▶ Problem A:
Translate this sentence from the article on the Irish marriage equality referendum into Spanish: "There will be negative repercussions either way."
▶ Problem B:
Answer these questions using the article on the Irish marriage equality referendum.
(i) On what day and date will Irish voters decide on the proposed amendment?
(ii) On what date was the article posted?
(iii) How many desirable outcomes for same-sex couples does the author expect an amended Constitution to bring?

▶ Document passage:
+ + +

The Irish marriage equality referendum: a state-sponsored moral conundrum

Posted on: 20th May 2015  |
Author: Niall Leahy SJ
Category: Politics and current affairs
Tags: marriage, Ireland, equality, morals

On Friday 22 May, Irish voters will say ‘yes’ or ‘no’ to a proposed amendment to the Irish Constitution which will allow same-sex marriage. However, neither result will lead to a problem-free future, argues Niall Leahy SJ. The referendum is not offering voters a clear choice, despite the government’s claim – the Irish people are faced with an impossible decision.


One of the tell-tale signs of a moral conundrum is that it doesn’t allow your moral compass to settle on one true course. Sound familiar? It ought to for anyone who has been following the debate surrounding the upcoming Irish referendum on same-sex marriage.[1] Granted, there are plenty of pundits who seem to have perfect moral clarity on the question of whether to vote yes or no to same-sex marriage. However, if we look at our situation through a wider lens, it is quite obvious that the Irish people cannot act with one mind and one heart on this issue – we cannot decide collectively. We are torn.

No matter how long we thrash out the arguments, we are not coming any closer to reaching a consensus. Our efforts to boil things down result in short and convincing one-liners like, ‘I am voting yes because same-sex couples deserve more recognition’, or, ‘I am voting no because same-sex couples should not have a constitutional right to procreate’. The standard response to somebody who promotes a one-liner that is at odds with ours has become, ‘That’s not a reason. It’s irrelevant to the debate!’ It seems better to rubbish the legitimate concerns of others than to question the soundness of our own position. But after evaluating all the arguments, I firmly believe that we have been placed in a moral conundrum in which the only reasonable position is indeed a position of doubt.  

Given the social prestige attached to marriage, the wording of our Constitution and the way in which the courts have historically interpreted it, neither accepting nor rejecting the proposed amendment will have an entirely positive effect on life in Ireland. There will be negative repercussions either way.  

Since the yes and no campaigns have been focusing on different issues, it hasn’t been obvious for the neutral to identify what is actually at stake. As I see it, an amended Constitution will result in three desirable outcomes for same-sex couples: lifelong same-sex relationships will be socially recognised as being on a par with lifelong heterosexual relationships; same-sex married couples and their children (if they have any) will be constitutionally defined as a family; and same-sex married couples will potentially be conferred with the right to procreate. All three benefits are tied up with each other so a pick ‘n’ mix is not permissible – it is all or nothing. By teasing out the various strands of the debate, I wish to illustrate how the ‘all or nothing’ nature of the proposed amendment means that a win-win scenario is not possible, irrespective of how the vote goes.

+ + +

▶ Records provided:

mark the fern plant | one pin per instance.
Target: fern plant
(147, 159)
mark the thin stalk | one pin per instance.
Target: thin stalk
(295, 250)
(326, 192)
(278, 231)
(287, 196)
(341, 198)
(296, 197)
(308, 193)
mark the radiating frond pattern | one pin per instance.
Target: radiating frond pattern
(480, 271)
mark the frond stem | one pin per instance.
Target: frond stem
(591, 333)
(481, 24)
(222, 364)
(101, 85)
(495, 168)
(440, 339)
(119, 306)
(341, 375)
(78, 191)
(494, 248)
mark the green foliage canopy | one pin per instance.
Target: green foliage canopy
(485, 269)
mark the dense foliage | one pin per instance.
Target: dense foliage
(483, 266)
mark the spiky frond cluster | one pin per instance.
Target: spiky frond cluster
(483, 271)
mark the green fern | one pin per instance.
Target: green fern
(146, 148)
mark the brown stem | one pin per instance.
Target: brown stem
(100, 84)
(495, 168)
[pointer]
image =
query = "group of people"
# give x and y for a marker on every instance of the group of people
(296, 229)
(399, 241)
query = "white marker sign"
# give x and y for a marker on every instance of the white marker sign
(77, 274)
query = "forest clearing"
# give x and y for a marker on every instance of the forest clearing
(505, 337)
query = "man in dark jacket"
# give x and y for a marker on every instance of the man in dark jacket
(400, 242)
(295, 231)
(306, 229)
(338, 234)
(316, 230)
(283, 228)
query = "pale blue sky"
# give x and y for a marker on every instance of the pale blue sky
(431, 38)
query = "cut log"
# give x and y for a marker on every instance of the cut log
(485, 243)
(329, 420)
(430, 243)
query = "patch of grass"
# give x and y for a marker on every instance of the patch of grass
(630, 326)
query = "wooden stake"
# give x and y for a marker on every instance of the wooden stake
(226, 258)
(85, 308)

+ + +

▶ Complete answer A:
Habrá repercusiones negativas en cualquier caso.

▶ Complete answer B:
(i) Friday 22 May
(ii) 20th May 2015
(iii) Three